** start of DATA **

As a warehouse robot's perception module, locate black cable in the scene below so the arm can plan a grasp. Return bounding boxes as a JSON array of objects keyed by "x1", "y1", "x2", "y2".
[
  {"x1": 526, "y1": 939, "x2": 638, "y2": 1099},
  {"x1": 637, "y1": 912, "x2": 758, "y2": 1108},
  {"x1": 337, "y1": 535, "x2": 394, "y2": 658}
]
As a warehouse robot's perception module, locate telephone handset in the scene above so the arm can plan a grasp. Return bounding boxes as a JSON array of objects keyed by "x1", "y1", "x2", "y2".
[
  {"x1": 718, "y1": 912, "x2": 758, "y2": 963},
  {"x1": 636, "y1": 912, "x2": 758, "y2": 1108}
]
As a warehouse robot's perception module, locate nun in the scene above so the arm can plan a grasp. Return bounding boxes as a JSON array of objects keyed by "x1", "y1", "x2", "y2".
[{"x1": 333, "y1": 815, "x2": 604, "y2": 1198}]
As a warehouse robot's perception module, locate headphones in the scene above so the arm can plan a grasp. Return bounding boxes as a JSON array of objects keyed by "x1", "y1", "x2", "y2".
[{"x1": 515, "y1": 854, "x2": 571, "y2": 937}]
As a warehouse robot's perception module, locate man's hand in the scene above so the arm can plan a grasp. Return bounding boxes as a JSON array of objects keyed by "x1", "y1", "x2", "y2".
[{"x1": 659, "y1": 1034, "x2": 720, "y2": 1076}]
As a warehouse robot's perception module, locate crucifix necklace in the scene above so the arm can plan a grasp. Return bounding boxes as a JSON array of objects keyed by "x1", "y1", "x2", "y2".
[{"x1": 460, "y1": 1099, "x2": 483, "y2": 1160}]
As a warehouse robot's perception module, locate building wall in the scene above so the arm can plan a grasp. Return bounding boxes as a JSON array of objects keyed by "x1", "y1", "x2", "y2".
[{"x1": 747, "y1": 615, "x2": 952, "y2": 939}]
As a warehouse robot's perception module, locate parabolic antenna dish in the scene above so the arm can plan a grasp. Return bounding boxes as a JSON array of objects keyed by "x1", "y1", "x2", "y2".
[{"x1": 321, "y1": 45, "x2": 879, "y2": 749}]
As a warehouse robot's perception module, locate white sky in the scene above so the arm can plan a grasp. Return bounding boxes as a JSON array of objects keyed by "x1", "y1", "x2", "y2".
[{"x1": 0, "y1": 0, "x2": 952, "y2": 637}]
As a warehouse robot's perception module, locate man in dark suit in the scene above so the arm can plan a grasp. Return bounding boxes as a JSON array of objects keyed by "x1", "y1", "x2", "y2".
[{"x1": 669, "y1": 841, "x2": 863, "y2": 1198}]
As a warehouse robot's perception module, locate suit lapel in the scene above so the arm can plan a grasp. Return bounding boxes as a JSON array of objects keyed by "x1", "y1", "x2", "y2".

** end of DATA **

» **REQUIREMENT**
Reproduce all of the records above verbatim, from the first line through the last.

» **FINAL RESULT**
As a warehouse robot's perception module, locate black cable in the scene below so the arm can plan a grasp. Return bounding boxes as a JSON array of objects keyed by "x1", "y1", "x2", "y2".
[
  {"x1": 526, "y1": 939, "x2": 638, "y2": 1099},
  {"x1": 637, "y1": 912, "x2": 758, "y2": 1108},
  {"x1": 337, "y1": 535, "x2": 394, "y2": 658}
]
As a warehouse robot's perception module, locate telephone handset in the scene above so the arm can plan a grasp. Return bounding boxes as a JSON array of objects keyed by "x1", "y1", "x2", "y2".
[
  {"x1": 718, "y1": 912, "x2": 758, "y2": 963},
  {"x1": 636, "y1": 912, "x2": 758, "y2": 1108}
]
As a warehouse robot's perception module, locate nun in the scene above so the arm can plan a grasp. Return bounding boxes as a JSON array of objects keyed by "x1", "y1", "x2", "y2".
[{"x1": 333, "y1": 815, "x2": 604, "y2": 1198}]
As a warehouse robot's perception module, locate headphones in the scene above so the arm can plan a grasp. Return bounding boxes as a JSON array of objects keyed by "x1", "y1", "x2", "y2".
[{"x1": 515, "y1": 854, "x2": 571, "y2": 937}]
As a warehouse robot's perception module, locate man's hand in the scene above so the arm can plan a grasp. Return bounding boxes as a JSON array of objects keyed by "x1", "y1", "x2", "y2".
[{"x1": 659, "y1": 1034, "x2": 720, "y2": 1076}]
As a warehouse robot's perception module, locate crucifix necklace in the scene above so the arm can plan a grasp. Return bounding boxes as a JSON array of objects keyed by "x1", "y1", "x2", "y2".
[{"x1": 460, "y1": 1099, "x2": 483, "y2": 1160}]
As a warehouse robot's perception module, locate building wall in the scene above so the arm can plan a grasp. Return bounding boxes as a JSON array of objects keyed by "x1", "y1", "x2", "y2".
[{"x1": 747, "y1": 615, "x2": 952, "y2": 939}]
As a warehouse robot's perception module, locate parabolic antenna dish in the scene above so the arm can plan a grasp. Return bounding boxes as a JSON array of objects keyed by "x1", "y1", "x2", "y2".
[{"x1": 321, "y1": 45, "x2": 879, "y2": 749}]
As a warehouse robot's perception module, locate white sky in the scene above so the arm can plan a grasp. Return bounding boxes as a JSON array of objects keyed by "x1", "y1", "x2", "y2".
[{"x1": 0, "y1": 0, "x2": 952, "y2": 637}]
As a warehouse robot's perception module, locate man in dark suit in the scene above so the arm can plan a grasp. Return bounding boxes as a JSON array of objects keyed by "x1", "y1", "x2", "y2".
[{"x1": 669, "y1": 841, "x2": 863, "y2": 1198}]
As a warehouse robot's perception module, locate suit lapel in the scene above so the arm can plan a grasp. Return bounding boxes as a JSON array of objects keyed by "x1", "y1", "x2", "y2".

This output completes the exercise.